[DOCUMENT EXTRACT]

Re: awk behaviour?

2021-07-29 Thread Stefan Esser
Am 29.07.21 um 18:42 schrieb Michael Butler via freebsd-current:
> On 7/29/21 6:09 AM, Michael Gmelin wrote:
>>
>>
>> On Wed, 28 Jul 2021 16:02:30 -0400
>> Ed Maste  wrote:
>>
>>> On Wed, 28 Jul 2021 at 15:15, Michael Butler via freebsd-current
>>>  wrote:

 What prompted the question was my (obviously poor) attempt to debug
 and resolve this failure when attempting to build a release for
 i386 on an amd64 ..
>>>
>>> This will be due to my 4e224e4be7c3. I'm not sure exactly what's
>>> happening yet, but I can provoke this behaviour if `${PKG_CMD}
>>> --version` outputs something other than a single line with the version
>>> number.
>>>
>>
>> Could it be, that the pkg binary isn't installed in $LOCALBASE/sbin/pkg,
>> (whatever LOCALBASE is at that point)? This would make pkg --version
>> shows its bootstrap message:
>>
>>    The package management tool is not yet installed on your system.

[WRITTEN INSTRUCTION 1] Extract the passage of the mailing-list reply about awk behavior from "What prompted the" to "an amd64 ..", copied word for word.

[LISTING]
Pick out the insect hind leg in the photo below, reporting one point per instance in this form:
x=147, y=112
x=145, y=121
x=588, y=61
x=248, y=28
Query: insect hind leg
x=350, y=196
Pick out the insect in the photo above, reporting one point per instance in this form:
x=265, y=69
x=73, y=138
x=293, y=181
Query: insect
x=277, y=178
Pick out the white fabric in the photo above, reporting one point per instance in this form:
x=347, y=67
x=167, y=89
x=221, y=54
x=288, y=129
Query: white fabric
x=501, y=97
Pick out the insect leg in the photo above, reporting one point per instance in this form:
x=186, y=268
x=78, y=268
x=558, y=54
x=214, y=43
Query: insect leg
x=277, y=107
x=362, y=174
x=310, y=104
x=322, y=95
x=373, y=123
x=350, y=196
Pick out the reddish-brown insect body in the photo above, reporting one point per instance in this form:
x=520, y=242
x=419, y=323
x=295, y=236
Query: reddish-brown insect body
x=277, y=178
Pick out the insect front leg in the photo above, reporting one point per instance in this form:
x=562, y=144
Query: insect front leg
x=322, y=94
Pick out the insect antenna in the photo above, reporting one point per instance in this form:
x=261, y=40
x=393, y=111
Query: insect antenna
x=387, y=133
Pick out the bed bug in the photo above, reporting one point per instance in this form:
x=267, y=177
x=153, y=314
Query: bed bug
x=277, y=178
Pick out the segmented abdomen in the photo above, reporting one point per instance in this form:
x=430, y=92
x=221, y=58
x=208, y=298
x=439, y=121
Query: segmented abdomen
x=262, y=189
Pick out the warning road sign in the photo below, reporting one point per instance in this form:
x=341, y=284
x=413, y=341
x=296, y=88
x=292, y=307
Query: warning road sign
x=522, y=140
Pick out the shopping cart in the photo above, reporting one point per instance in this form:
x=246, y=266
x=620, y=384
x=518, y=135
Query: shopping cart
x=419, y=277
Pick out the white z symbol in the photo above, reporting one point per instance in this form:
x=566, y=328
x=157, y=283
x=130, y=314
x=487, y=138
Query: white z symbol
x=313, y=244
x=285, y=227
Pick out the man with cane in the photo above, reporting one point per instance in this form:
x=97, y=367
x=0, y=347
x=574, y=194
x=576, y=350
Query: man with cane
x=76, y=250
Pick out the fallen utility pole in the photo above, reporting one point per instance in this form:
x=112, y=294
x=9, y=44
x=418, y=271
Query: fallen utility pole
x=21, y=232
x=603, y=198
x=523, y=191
...
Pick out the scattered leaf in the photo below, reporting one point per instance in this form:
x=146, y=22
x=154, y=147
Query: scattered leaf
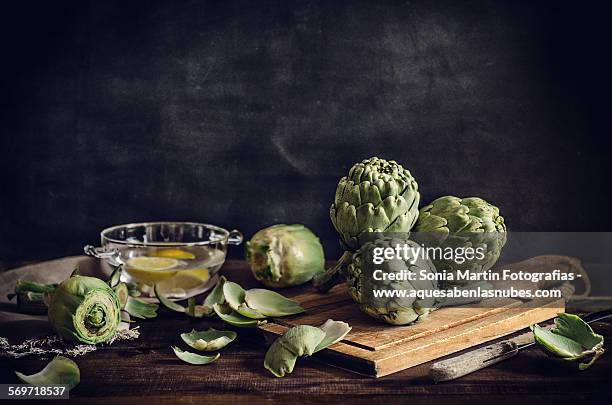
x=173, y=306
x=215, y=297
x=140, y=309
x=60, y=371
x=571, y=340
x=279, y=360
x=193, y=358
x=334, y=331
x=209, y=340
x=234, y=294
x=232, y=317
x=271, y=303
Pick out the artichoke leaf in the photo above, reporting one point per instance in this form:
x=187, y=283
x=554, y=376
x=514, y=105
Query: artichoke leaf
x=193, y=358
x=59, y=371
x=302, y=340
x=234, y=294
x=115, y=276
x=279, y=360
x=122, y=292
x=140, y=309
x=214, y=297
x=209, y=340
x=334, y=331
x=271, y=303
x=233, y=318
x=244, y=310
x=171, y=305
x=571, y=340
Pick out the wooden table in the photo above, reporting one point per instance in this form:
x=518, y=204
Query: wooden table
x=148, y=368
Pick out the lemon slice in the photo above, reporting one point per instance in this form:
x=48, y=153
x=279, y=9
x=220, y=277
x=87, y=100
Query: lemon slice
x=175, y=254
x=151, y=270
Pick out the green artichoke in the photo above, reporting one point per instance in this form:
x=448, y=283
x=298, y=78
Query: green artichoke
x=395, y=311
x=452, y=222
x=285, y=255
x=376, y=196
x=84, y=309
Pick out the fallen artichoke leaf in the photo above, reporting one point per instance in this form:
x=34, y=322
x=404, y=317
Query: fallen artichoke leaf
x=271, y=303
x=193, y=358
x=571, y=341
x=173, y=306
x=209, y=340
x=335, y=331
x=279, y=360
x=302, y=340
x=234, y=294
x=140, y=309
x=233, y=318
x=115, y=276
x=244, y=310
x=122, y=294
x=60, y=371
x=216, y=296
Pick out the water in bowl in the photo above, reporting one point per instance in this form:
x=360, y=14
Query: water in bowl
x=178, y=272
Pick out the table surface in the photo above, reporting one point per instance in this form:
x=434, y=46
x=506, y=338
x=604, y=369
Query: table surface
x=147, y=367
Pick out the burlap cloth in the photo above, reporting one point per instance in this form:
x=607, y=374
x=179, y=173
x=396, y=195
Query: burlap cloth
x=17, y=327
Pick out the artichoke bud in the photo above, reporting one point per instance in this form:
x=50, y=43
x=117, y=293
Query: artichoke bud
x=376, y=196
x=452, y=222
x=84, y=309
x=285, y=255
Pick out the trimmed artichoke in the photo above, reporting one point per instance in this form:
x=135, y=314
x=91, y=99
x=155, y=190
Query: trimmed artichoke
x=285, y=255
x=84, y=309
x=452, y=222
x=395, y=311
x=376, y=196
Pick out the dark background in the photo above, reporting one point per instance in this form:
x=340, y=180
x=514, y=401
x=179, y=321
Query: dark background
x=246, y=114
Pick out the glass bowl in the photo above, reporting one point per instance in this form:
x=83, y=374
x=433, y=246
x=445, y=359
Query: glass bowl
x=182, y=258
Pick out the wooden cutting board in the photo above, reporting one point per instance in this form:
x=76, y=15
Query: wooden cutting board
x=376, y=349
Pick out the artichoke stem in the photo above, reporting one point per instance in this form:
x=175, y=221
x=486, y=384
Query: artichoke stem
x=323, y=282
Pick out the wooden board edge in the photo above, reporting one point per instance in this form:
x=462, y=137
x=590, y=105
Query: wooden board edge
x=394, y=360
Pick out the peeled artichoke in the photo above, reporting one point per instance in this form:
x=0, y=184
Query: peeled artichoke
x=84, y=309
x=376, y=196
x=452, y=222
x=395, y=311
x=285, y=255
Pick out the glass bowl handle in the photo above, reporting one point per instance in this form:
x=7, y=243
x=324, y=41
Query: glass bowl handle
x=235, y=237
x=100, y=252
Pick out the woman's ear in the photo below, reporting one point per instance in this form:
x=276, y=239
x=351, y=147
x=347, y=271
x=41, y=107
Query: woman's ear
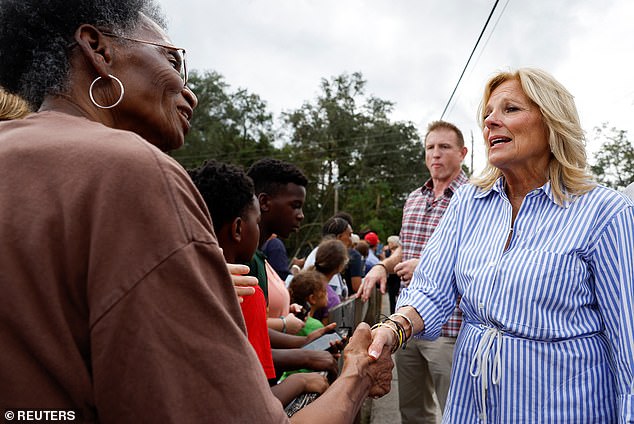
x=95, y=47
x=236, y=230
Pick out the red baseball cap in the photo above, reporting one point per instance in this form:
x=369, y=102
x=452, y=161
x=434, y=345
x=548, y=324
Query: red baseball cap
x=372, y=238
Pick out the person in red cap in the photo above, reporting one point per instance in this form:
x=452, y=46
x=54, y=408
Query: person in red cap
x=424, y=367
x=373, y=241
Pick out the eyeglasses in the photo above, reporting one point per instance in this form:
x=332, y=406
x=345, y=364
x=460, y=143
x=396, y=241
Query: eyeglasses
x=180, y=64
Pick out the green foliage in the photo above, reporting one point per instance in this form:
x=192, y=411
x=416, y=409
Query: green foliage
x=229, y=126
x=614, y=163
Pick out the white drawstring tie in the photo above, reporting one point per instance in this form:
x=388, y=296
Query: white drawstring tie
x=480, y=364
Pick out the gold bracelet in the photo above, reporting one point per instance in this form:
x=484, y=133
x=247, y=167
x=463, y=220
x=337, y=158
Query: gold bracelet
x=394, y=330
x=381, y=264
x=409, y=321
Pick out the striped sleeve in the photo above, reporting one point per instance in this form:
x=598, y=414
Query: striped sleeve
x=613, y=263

[WRITTEN INSTRUCTION 2] Copy the lines of the listing verbatim, from the line with "Pick out the wooden table" to the line with "x=147, y=367", including both of those lines.

[FULL OUTPUT 1]
What prompted the question was my (obviously poor) attempt to debug
 and resolve this failure when attempting to build a release for
 i386 on an amd64 ..

[FULL OUTPUT 2]
Pick out the wooden table in the photo above, reporting one point per instance in this form:
x=518, y=204
Query: wooden table
x=148, y=368
Pick out the lemon slice in the photo above, reporting one point per instance in this form:
x=48, y=153
x=279, y=9
x=220, y=277
x=87, y=100
Query: lemon slice
x=175, y=254
x=151, y=270
Pick out the green artichoke in the photo above, reporting one point per instance in this form:
x=448, y=283
x=298, y=78
Query: green artichoke
x=395, y=311
x=452, y=222
x=285, y=255
x=376, y=196
x=84, y=309
Pick out the fallen artichoke leaf in the photo above, reporting one point per instance in this form:
x=34, y=322
x=404, y=317
Query: fallen artichoke leaf
x=271, y=303
x=193, y=358
x=571, y=341
x=173, y=306
x=209, y=340
x=335, y=331
x=279, y=360
x=302, y=340
x=234, y=294
x=140, y=309
x=233, y=318
x=115, y=276
x=244, y=310
x=122, y=294
x=60, y=371
x=216, y=296
Pick out the water in bowl in the photo above, reporting one point per instance in this form:
x=360, y=14
Query: water in bowl
x=178, y=272
Pick out the table surface in the photo above, reporting one point per instance in this form:
x=434, y=46
x=506, y=338
x=604, y=369
Query: table surface
x=147, y=367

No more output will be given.